— The request —
In the study notes on testing teachings below, pull out the stretch from "And to keep" through "cup of coffee.)", word for word.

Test everything–our capacity to reason needs to correct the enthusiasm with which some will spread and cling to false teachings, anything that tickles the ears or fits with their opinions.
Jesus is LORD!
Perhaps the most important criteria in the early church was 1 Cor 12:3 “Jesus is Lord.” ⸂Κύριος Ἰησοῦς⸃. No false spirit, speaking through a false prophet, would have recognized that Jesus is Lord, which is admitting Jesus is the Christ, is God. (And if you’d like to ponder this more, camp out in John 1 until it becomes your heart’s meditation.)
Read through John 16; see how Jesus taught that the Spirit’s ministry would come about. Remember not to read the promises given to the apostles as though you too are an apostle.
We can also look into 1 Cor 2, to see how the Spirit helps us be discerning. Spiritual words, appraising all things, wisdom among those who are mature–all of this reminds us that as we grow, we learn; we eventually grow to a point that we can understand deeper truths, and the Spirit will grant us understanding, but not apart from His Word–He is not giving you ‘new revelation’ or somehow speaking to just you in a way that no one else in the universe could possibly understand. (You are not in the garden alone while the dew is still on the roses hearing a voice that none other has heard…) This accords with 1 John, and the anointing we have!!!
And to keep the church together in this, He has give us Elders-pastors-teachers…. Beware of those who think they do not need the teachings of 1-2 Timothy, Titus, etc concerning church structure and the role of elders. (if you want a more personal word on this, come over for a cup of coffee.)
1 Cor 14:29, a consensus, no lone ranger speakers. If one brings a teaching and it does not accord with Scripture, others must call him out.
After we test, if it is good we accept wholeheartedly–cling to it, memorize it and muse upon it and delight in it–abiding in His Words!!! Or if it is evil we reject it completely, not looking for ways to redeem it or tweak it. A little leaven will destroy the whole batch, we do not allow a little, or hope for the best in spite of it… We say that teacher is accursed, as Paul instructed elsewhere. We say “anathama” as he did in Romans.
The closing prayer
23-24 Now may the God of peace himself sanctify you completely, and may your spirit and soul and body be preserved in entirety, free from blame, at the advent of our Lord Jesus Christ. He who calls you is faithful; he will do it.
This prayer repeats much of what Paul prayed for in 3:11-13. Journaling these, and using them to pray for yourself and one another is another way to grow in abiding in His words and His love. Note, this is the only time “completely” is used in the NT! Common word in Greek, but not so in Scripture.
“Spirit, soul and body” has no bearing on how we understand personhood, it is not the beginning of a new doctrine on how many parts we can split ourselves into. Think of this as an emphasized way of saying “In your inner man and outer man!”

— Data lines —

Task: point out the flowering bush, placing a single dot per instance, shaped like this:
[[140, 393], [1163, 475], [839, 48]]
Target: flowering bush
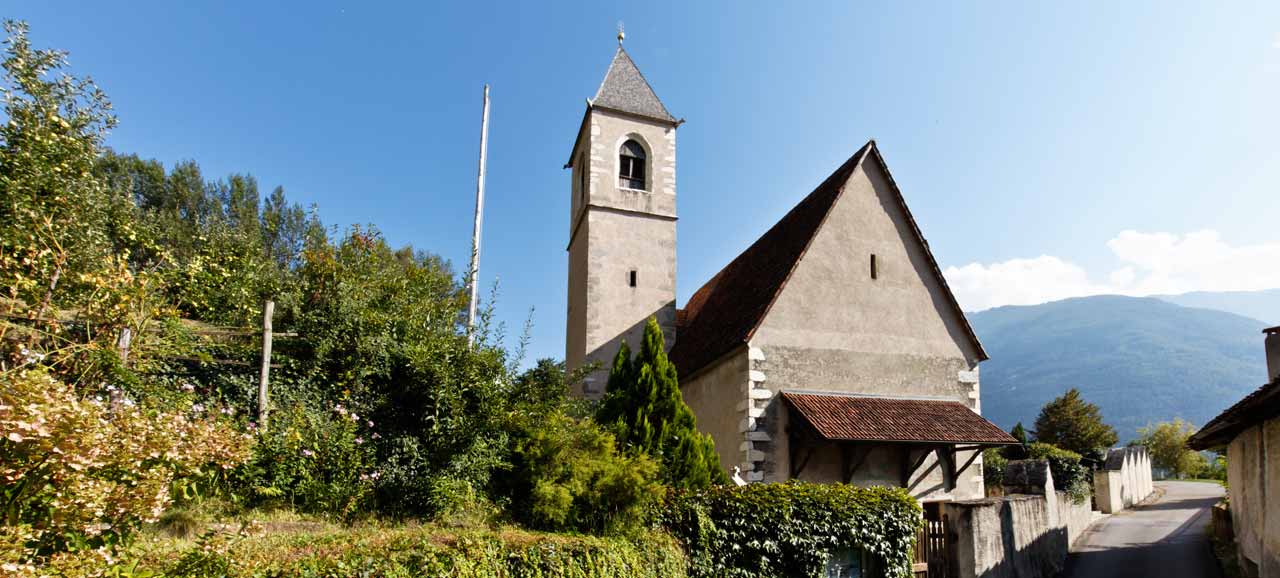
[[83, 472]]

— Solution to this problem —
And to keep the church together in this, He has give us Elders-pastors-teachers…. Beware of those who think they do not need the teachings of 1-2 Timothy, Titus, etc concerning church structure and the role of elders. (if you want a more personal word on this, come over for a cup of coffee.)